--- YOUR INSTRUCTIONS ---
Word for word, give the material below again, minus any images.

--- MATERIAL FOR THE TASK ---
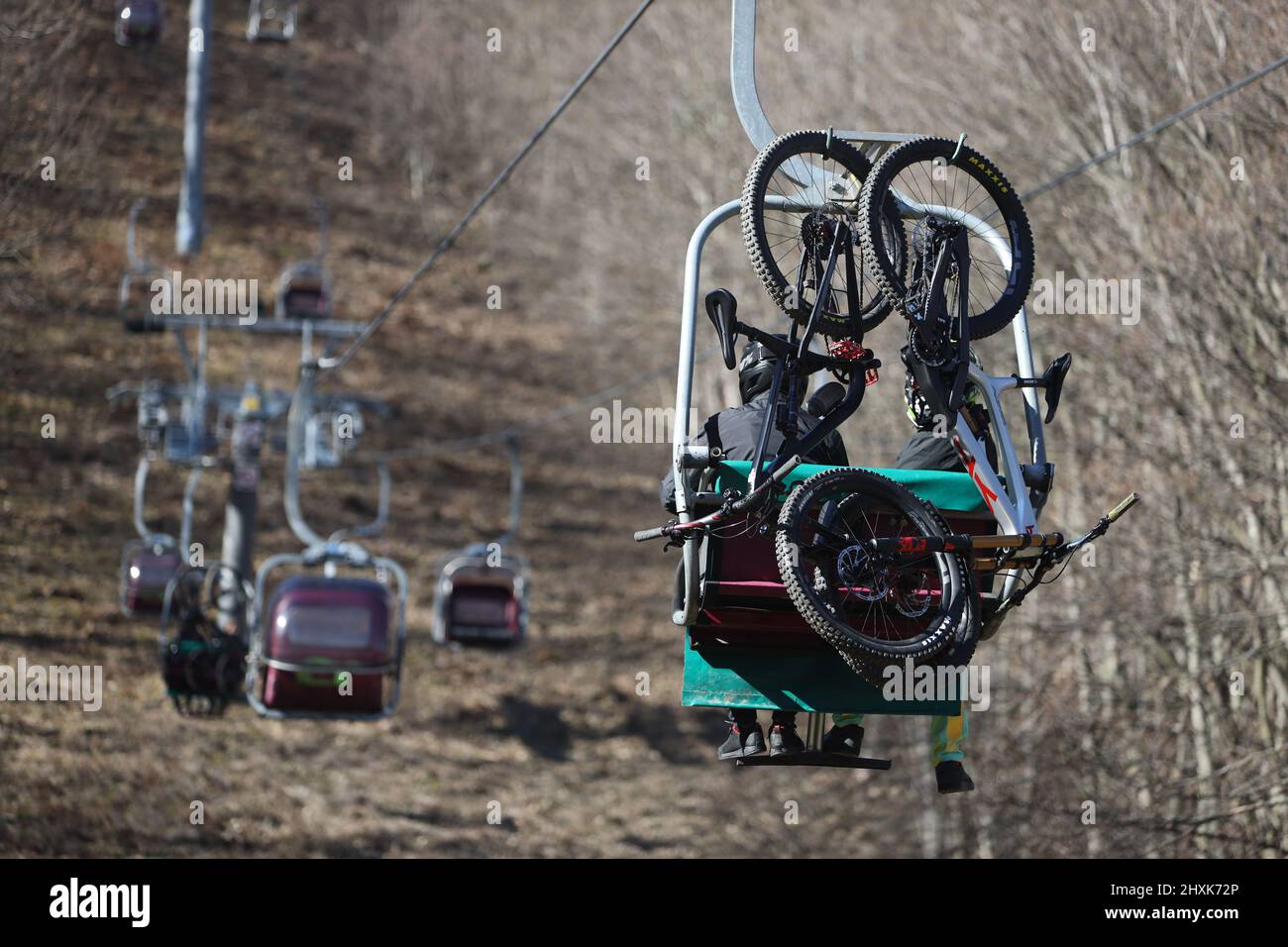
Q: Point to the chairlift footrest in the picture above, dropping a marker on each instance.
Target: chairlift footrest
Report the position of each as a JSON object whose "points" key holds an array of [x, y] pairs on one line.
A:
{"points": [[814, 758]]}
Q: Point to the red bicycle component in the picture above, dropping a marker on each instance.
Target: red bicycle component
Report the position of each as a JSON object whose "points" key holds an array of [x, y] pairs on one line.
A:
{"points": [[850, 351]]}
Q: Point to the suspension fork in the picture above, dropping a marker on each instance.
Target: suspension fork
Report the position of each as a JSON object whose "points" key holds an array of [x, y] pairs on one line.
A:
{"points": [[790, 365]]}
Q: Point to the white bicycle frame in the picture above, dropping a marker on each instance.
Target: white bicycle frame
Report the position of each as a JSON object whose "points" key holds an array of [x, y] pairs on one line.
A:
{"points": [[1012, 502]]}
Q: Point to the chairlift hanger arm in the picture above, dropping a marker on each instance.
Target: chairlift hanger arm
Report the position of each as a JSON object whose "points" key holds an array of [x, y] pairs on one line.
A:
{"points": [[262, 325]]}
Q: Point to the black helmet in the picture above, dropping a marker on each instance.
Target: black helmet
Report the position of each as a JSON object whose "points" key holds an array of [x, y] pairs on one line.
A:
{"points": [[755, 369]]}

--- RESPONSE TO THE TASK ---
Q: Point to the chairlift footrest in the picture above, dropping a marker on each instance.
Target: chairlift footrest
Report the position of each as a JSON object whose "points" key holds an array of [x, y] pairs on one line.
A:
{"points": [[814, 758]]}
Q: Point to the red bicycle component in the picture above, dropping a marker on each instance.
Target: red bicycle component
Report the position of each as a JSON object whose "points" key holds an array of [x, y] pairs on one line.
A:
{"points": [[850, 351]]}
Q: Point to the suspension fork in the picture above, dropping a marker on each instance.
Target: suspension fork
Report the position of each as a JSON object whose "points" key holds an array of [x, y] pairs on one line.
A:
{"points": [[790, 365]]}
Q: Point to the white bicycle frame in the picture above, dropping a marker on each instance.
Target: white bicycle frame
Report the position of each as a JSON object whose "points" key holds an array of [x, y] pairs on one line.
A:
{"points": [[1012, 502]]}
Q: Point to the chairlift hanger arm in the picture above, dropping a marker on each instance.
Target: chairlift hanger arm
Report the position of each as a JSON object whose "points" key holds an array of [x, y] pairs on one line.
A:
{"points": [[262, 325]]}
Q: Point to the black helmet in the picture above, dropping a marker on each instance.
Target: black helmet
Report the position of each as a JSON object whose "points" key holds an array of [x, y] pairs on one line.
A:
{"points": [[755, 369]]}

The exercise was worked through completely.